**Natural-language object grounding data**
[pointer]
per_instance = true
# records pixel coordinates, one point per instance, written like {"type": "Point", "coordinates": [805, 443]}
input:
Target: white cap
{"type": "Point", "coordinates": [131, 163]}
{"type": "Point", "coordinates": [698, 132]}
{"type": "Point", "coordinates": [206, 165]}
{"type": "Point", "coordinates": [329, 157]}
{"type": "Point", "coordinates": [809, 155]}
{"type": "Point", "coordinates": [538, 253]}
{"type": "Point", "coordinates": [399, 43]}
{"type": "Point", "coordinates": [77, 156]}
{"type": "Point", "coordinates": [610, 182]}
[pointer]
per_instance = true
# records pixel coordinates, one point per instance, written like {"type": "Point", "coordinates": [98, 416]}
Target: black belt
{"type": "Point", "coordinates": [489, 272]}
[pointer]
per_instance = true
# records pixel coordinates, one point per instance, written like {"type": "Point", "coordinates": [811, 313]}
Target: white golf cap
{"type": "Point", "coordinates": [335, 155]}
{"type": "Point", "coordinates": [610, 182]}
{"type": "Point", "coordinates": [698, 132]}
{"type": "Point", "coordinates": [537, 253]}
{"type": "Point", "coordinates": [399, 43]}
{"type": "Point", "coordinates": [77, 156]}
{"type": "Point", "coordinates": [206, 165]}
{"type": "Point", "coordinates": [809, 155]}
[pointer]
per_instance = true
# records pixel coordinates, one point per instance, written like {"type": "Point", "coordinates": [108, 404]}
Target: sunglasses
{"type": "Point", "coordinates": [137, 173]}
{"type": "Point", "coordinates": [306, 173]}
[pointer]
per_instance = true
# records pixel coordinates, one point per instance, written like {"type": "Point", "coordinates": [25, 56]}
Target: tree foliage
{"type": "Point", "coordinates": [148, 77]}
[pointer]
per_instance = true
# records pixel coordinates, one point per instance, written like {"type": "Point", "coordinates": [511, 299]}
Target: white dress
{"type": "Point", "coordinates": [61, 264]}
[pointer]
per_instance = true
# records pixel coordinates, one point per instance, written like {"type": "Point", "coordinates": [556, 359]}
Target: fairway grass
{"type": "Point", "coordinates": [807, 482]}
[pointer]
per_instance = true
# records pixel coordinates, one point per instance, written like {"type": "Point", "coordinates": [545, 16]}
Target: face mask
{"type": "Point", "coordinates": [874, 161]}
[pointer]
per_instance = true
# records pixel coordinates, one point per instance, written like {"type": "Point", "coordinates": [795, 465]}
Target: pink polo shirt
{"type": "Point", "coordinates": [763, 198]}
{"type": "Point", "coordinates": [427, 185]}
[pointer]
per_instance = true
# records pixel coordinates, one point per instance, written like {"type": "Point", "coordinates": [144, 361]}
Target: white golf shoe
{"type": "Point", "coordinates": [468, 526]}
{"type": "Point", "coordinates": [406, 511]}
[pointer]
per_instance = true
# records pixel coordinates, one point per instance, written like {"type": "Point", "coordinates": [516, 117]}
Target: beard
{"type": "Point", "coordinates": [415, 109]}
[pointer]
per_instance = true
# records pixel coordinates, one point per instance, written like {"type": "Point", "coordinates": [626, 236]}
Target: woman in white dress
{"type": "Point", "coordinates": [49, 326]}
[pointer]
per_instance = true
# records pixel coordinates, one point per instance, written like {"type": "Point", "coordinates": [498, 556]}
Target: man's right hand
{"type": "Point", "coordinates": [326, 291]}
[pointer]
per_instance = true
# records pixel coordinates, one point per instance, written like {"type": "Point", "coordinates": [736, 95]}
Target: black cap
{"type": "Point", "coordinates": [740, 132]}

**Exercise objective**
Nothing in the entries above may be left out; retype them all exactly.

**Response below**
[pointer]
per_instance = true
# records pixel coordinates, one point per instance, written like {"type": "Point", "coordinates": [805, 443]}
input:
Target: white cap
{"type": "Point", "coordinates": [131, 163]}
{"type": "Point", "coordinates": [698, 132]}
{"type": "Point", "coordinates": [206, 165]}
{"type": "Point", "coordinates": [329, 157]}
{"type": "Point", "coordinates": [809, 155]}
{"type": "Point", "coordinates": [538, 253]}
{"type": "Point", "coordinates": [399, 43]}
{"type": "Point", "coordinates": [77, 156]}
{"type": "Point", "coordinates": [610, 182]}
[pointer]
per_instance = true
# records pixel coordinates, one point per instance, written like {"type": "Point", "coordinates": [98, 416]}
Target: black belt
{"type": "Point", "coordinates": [489, 272]}
[pointer]
per_instance = true
# records pixel coordinates, one point per instance, written like {"type": "Point", "coordinates": [811, 313]}
Target: white golf cap
{"type": "Point", "coordinates": [335, 155]}
{"type": "Point", "coordinates": [610, 182]}
{"type": "Point", "coordinates": [698, 132]}
{"type": "Point", "coordinates": [537, 253]}
{"type": "Point", "coordinates": [399, 43]}
{"type": "Point", "coordinates": [77, 156]}
{"type": "Point", "coordinates": [206, 165]}
{"type": "Point", "coordinates": [809, 155]}
[pointer]
per_instance = true
# records pixel coordinates, one point per instance, written like {"type": "Point", "coordinates": [108, 404]}
Target: sunglasses
{"type": "Point", "coordinates": [137, 173]}
{"type": "Point", "coordinates": [306, 173]}
[pointer]
per_instance = true
# records pixel coordinates, one point per instance, written like {"type": "Point", "coordinates": [25, 56]}
Target: tree foliage
{"type": "Point", "coordinates": [148, 77]}
[pointer]
per_instance = true
# records pixel coordinates, one point per instance, written like {"type": "Point", "coordinates": [511, 299]}
Target: white dress
{"type": "Point", "coordinates": [61, 264]}
[pointer]
per_instance = true
# records pixel coordinates, one point per instance, written like {"type": "Point", "coordinates": [556, 359]}
Target: fairway grass
{"type": "Point", "coordinates": [807, 482]}
[pointer]
per_instance = true
# records pixel coordinates, one point per instance, written like {"type": "Point", "coordinates": [545, 16]}
Target: face mask
{"type": "Point", "coordinates": [874, 161]}
[pointer]
per_instance = true
# records pixel coordinates, one point per instance, written like {"type": "Point", "coordinates": [795, 465]}
Target: pink polo shirt
{"type": "Point", "coordinates": [763, 198]}
{"type": "Point", "coordinates": [427, 185]}
[pointer]
per_instance = true
# records pixel coordinates, one point per instance, written like {"type": "Point", "coordinates": [144, 361]}
Target: white golf shoe
{"type": "Point", "coordinates": [468, 526]}
{"type": "Point", "coordinates": [406, 511]}
[pointer]
per_instance = true
# records pixel coordinates, one point per instance, written like {"type": "Point", "coordinates": [516, 117]}
Target: beard
{"type": "Point", "coordinates": [415, 109]}
[pointer]
per_instance = true
# records pixel coordinates, one point per instance, written like {"type": "Point", "coordinates": [626, 236]}
Target: woman in white dress
{"type": "Point", "coordinates": [49, 326]}
[pointer]
per_instance = true
# records pixel coordinates, one point per instance, written like {"type": "Point", "coordinates": [498, 556]}
Target: man's right hand
{"type": "Point", "coordinates": [326, 291]}
[pointer]
per_instance = true
# records pixel coordinates, one point per instance, written like {"type": "Point", "coordinates": [736, 95]}
Target: black cap
{"type": "Point", "coordinates": [740, 132]}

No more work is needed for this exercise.